====== Source material

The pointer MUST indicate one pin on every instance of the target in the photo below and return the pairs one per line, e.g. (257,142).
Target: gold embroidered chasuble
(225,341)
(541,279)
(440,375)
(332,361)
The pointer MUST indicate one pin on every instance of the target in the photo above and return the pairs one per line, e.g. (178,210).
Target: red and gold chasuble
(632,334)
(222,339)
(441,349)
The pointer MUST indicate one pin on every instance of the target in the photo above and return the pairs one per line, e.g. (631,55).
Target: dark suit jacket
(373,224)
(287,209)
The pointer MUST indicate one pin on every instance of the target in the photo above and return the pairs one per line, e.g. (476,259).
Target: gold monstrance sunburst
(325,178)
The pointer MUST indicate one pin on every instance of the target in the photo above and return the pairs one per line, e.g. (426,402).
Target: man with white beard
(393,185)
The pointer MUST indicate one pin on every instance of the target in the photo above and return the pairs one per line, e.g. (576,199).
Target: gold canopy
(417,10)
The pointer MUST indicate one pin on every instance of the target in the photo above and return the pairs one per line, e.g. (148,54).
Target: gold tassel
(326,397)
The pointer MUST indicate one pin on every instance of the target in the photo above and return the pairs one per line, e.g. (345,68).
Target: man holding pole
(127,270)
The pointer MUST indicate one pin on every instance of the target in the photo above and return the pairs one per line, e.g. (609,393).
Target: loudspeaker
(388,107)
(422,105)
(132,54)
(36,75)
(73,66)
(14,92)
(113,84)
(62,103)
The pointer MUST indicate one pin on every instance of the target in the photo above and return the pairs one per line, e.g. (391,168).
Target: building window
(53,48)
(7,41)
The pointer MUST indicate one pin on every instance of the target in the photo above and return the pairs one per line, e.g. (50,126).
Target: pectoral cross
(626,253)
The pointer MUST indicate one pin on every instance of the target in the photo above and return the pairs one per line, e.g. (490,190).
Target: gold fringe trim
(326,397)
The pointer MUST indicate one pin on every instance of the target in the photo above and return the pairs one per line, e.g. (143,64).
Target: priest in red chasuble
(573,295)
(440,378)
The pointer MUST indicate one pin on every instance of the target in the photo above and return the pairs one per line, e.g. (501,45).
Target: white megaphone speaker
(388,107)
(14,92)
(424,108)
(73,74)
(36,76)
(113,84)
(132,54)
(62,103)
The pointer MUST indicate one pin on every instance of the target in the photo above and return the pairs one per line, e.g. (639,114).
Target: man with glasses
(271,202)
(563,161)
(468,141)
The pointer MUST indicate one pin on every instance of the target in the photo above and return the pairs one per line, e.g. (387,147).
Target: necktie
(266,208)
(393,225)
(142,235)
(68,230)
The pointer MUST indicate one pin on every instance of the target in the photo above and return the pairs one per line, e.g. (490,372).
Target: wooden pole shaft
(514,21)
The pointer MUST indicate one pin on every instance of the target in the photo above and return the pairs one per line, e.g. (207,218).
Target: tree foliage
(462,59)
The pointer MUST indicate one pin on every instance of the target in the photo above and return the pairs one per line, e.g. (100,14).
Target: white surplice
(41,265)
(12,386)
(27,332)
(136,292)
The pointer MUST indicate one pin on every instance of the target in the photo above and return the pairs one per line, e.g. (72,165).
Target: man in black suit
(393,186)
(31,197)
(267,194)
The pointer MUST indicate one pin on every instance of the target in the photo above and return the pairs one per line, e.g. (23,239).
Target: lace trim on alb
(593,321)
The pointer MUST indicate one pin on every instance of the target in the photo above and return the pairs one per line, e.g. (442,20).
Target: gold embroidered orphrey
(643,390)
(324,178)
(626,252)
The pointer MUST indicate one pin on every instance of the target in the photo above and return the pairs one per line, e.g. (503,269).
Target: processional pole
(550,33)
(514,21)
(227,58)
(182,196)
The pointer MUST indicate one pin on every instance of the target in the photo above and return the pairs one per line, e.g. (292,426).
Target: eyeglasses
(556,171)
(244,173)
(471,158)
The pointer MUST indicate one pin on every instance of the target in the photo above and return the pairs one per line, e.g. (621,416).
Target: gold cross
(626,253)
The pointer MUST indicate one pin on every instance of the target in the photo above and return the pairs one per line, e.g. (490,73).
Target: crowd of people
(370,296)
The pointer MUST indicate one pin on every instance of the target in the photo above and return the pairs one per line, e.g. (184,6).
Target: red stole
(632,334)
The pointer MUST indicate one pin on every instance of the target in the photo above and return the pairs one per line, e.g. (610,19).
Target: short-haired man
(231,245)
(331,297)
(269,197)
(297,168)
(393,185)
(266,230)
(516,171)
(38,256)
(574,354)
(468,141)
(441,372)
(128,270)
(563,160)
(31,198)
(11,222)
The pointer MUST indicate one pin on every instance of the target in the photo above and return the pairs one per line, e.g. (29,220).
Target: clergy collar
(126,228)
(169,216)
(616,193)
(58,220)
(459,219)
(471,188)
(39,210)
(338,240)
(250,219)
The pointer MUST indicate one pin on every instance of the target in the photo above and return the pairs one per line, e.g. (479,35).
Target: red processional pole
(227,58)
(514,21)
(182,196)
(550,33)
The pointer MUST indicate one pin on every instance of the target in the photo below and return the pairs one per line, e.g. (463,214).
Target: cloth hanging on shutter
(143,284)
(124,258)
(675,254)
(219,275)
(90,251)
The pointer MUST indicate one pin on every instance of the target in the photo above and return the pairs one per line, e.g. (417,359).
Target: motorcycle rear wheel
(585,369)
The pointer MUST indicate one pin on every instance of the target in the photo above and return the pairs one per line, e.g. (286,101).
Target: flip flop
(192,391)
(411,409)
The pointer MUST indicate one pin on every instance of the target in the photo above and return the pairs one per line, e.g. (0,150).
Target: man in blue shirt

============

[Task to carry out]
Search the data and copy each line containing "below".

[Answer to this exercise]
The pointer MUST indicate one pin on every instance of the target in the photo below and return the pairs one per line, e.g. (257,142).
The pointer MUST indicate one pin on every instance of the target in the photo below and return the pairs one per line, e.g. (463,214).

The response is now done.